*Your goal*
Top to bottom, give the entries again exactly as written.

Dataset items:

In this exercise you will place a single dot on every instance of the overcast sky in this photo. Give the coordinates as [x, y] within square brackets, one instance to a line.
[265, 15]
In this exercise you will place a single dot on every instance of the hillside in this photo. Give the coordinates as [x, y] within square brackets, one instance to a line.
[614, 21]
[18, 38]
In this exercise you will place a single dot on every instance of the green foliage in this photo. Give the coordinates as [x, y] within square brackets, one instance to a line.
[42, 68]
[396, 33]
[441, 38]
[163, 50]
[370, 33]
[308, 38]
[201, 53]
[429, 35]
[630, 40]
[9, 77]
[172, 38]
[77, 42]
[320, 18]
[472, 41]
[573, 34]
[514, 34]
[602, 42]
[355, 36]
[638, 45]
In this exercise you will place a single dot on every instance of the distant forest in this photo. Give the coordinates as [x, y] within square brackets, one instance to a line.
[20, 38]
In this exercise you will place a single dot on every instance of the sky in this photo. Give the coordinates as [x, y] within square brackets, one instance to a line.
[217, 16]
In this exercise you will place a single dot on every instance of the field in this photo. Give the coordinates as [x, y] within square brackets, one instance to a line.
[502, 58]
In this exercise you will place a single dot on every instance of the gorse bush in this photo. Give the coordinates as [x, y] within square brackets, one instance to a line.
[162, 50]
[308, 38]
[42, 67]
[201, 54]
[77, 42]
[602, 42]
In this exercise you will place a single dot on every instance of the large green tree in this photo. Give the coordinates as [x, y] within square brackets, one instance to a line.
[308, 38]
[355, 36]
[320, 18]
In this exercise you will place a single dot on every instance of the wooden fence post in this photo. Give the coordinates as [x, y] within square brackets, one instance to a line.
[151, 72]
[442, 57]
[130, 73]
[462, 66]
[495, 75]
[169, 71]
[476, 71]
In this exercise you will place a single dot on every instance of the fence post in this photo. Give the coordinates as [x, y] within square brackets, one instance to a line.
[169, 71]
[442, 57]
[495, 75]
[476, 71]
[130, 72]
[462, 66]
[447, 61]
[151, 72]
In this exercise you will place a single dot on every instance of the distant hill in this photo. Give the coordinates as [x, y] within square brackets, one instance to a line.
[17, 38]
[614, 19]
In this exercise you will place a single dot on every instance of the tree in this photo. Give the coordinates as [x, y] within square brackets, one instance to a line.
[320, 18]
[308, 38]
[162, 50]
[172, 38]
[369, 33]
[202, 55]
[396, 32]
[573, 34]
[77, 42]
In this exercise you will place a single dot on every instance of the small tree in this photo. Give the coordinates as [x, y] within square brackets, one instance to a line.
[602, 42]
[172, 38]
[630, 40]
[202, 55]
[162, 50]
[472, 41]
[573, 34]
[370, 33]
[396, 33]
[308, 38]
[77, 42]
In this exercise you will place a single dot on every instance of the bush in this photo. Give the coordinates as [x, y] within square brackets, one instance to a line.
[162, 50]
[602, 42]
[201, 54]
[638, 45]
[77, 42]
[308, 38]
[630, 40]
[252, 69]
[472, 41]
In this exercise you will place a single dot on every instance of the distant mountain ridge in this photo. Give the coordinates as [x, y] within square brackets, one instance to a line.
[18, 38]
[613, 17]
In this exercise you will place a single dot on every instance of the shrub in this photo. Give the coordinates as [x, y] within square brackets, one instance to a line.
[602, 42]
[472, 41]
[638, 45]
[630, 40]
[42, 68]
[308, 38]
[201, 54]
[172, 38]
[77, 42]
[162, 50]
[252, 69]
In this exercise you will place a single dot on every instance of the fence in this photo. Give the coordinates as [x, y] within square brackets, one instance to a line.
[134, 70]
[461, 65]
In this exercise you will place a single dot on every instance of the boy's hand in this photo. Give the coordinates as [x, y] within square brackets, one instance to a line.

*Answer for the task*
In this exercise you will place a single dot on every instance of the overcast sky in this photo. Give the coordinates as [x, y] within square brackets, one instance to a line.
[265, 15]
In this exercise you will place a single dot on every instance of the hillside in this photo. Give the coordinates as [x, y] within square brackets, one instance to a line.
[614, 21]
[18, 38]
In this exercise you will place a single dot on every instance of the green foliage in this photo. Give the coordinates as [x, y] within square brackets, one instance to a line.
[42, 68]
[396, 33]
[441, 38]
[163, 50]
[370, 33]
[308, 38]
[201, 53]
[429, 35]
[630, 40]
[9, 77]
[172, 38]
[77, 42]
[320, 18]
[472, 41]
[573, 34]
[514, 34]
[602, 42]
[355, 36]
[638, 45]
In this exercise you will place a single dot on every instance of the distant forest in this photo. Give the coordinates as [x, y] within square brackets, one instance to a line.
[20, 38]
In this exercise you will place a single dot on every instance of the sky in this photo. Give the coordinates as [x, y] within square brackets, one instance to a line.
[217, 16]
In this exercise you will place a single dot on every instance of the field in this photo. Give the coordinates as [x, y] within square brackets, one instance to a line.
[502, 58]
In this exercise you will place a single dot on every instance of the gorse bush in this photo. Give the coordinates as [x, y] within square brackets, one instance to a line.
[162, 50]
[308, 38]
[42, 67]
[201, 54]
[77, 42]
[602, 42]
In this exercise you will place a single dot on every instance of the large green tree in this photo. Give the coordinates as [x, y] within square brackets, one instance to a line.
[308, 38]
[355, 36]
[320, 18]
In this exercise you will place a single dot on every instance of the wooden fence post in this photo. Give the coordinates as [x, y] within square brackets, one instance to a line.
[151, 72]
[442, 57]
[130, 73]
[462, 66]
[495, 75]
[169, 71]
[476, 71]
In this exercise you will place a single dot on every instance of the fence post in this photo. Give the coordinates as [x, y] within square brackets, one instance to a line.
[169, 71]
[442, 57]
[495, 75]
[476, 71]
[130, 72]
[462, 66]
[447, 61]
[151, 72]
In this exercise you will place a single dot on every instance of the distant hill in this photo. Give the coordinates as [x, y] within square brackets, one instance to a line.
[17, 38]
[614, 19]
In this exercise you will place a single dot on every instance of the tree in this photo. Give the coordinates as [x, y] within square brackets, one instance to a line.
[320, 18]
[308, 38]
[162, 50]
[172, 38]
[369, 33]
[202, 55]
[396, 32]
[573, 34]
[77, 42]
In this exercise you will place a single dot on every instance of the small tree in this photo. Give the coordinates as [x, y] within square brackets, one instance to a line.
[602, 42]
[172, 38]
[630, 40]
[202, 55]
[162, 50]
[472, 41]
[573, 34]
[370, 33]
[396, 33]
[308, 38]
[77, 42]
In this exercise you will place a single dot on every instance of the bush in this photo. Give the coordinates as [x, y] within square brackets, one instance to a line.
[162, 50]
[602, 42]
[201, 54]
[638, 45]
[77, 42]
[308, 38]
[630, 40]
[252, 69]
[472, 41]
In this exercise you will place a single dot on every instance of the distant mountain ridge in this photo. Give the coordinates as [x, y] within square brackets, one instance to a line.
[18, 38]
[613, 17]
In this exercise you will place a single dot on every instance of the shrub in this photo. Give the coordinates as [x, y] within square brackets, one instance to a line.
[602, 42]
[472, 41]
[638, 45]
[630, 40]
[42, 68]
[308, 38]
[201, 54]
[172, 38]
[77, 42]
[162, 50]
[252, 69]
In this exercise you will place a single dot on every instance of the fence in this photo. Give the coordinates as [x, y] within square brackets, one instance to a line.
[134, 70]
[461, 65]
In this exercise you will place a single dot on every instance of the boy's hand in this photo. Give the coordinates as [x, y] within square brackets, one instance to a line.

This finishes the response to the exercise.